>> Begin Extracted entries

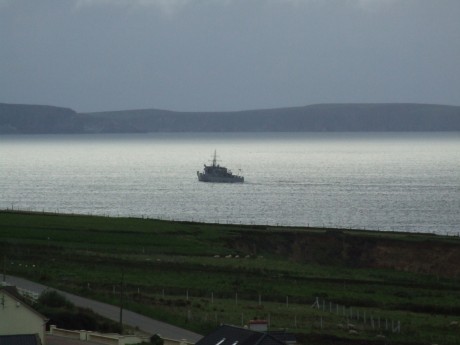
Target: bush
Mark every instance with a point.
(53, 299)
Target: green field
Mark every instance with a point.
(390, 288)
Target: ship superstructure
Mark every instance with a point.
(217, 173)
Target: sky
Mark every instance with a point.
(226, 55)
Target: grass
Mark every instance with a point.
(180, 273)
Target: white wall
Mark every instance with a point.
(16, 318)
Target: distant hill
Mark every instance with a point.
(35, 119)
(23, 119)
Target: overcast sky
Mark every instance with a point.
(203, 55)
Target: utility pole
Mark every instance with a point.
(4, 269)
(121, 300)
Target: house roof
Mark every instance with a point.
(20, 339)
(231, 335)
(12, 292)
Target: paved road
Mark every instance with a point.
(144, 323)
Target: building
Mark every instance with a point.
(231, 335)
(18, 318)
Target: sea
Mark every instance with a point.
(379, 181)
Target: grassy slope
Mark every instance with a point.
(173, 273)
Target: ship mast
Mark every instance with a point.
(214, 159)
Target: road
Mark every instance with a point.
(145, 324)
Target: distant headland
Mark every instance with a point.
(356, 117)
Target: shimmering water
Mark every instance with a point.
(383, 181)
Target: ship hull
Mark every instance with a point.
(219, 179)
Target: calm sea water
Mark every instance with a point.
(408, 182)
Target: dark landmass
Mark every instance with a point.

>> End Extracted entries

### The task:
Retype all of the records above line for line, leaving out the pictures.

### Solution to this exercise:
Target: bush
Mark every instance with a point.
(53, 299)
Target: green field
Mark every instance with a point.
(390, 288)
Target: ship superstructure
Mark every instance with a point.
(217, 173)
Target: sky
Mark every instance with a point.
(226, 55)
Target: grass
Mark every instance with a point.
(180, 273)
Target: white wall
Mark every instance with a point.
(16, 318)
Target: distant hill
Mark every instance with a point.
(35, 119)
(23, 119)
Target: overcast sky
Mark every instance with a point.
(203, 55)
Target: utility pole
Mark every instance with a point.
(4, 269)
(121, 300)
Target: house roof
Mark every instance with a point.
(20, 339)
(231, 335)
(12, 292)
Target: paved road
Mark every instance with a point.
(144, 323)
Target: building
Mark every instance with a point.
(231, 335)
(18, 318)
Target: sea
Mark every instance with a point.
(379, 181)
Target: grassy slope
Mark every instance with a point.
(173, 273)
Target: ship mast
Mark every instance with a point.
(214, 159)
Target: road
Mark every instance with a point.
(145, 324)
Target: distant headland
Mark every instance with a point.
(356, 117)
Target: shimmering water
Mark every instance with a point.
(383, 181)
Target: ship hull
Mark every instance with a point.
(219, 179)
Target: calm sea water
Mark every instance with a point.
(408, 182)
Target: dark landmass
Mark every instance with a point.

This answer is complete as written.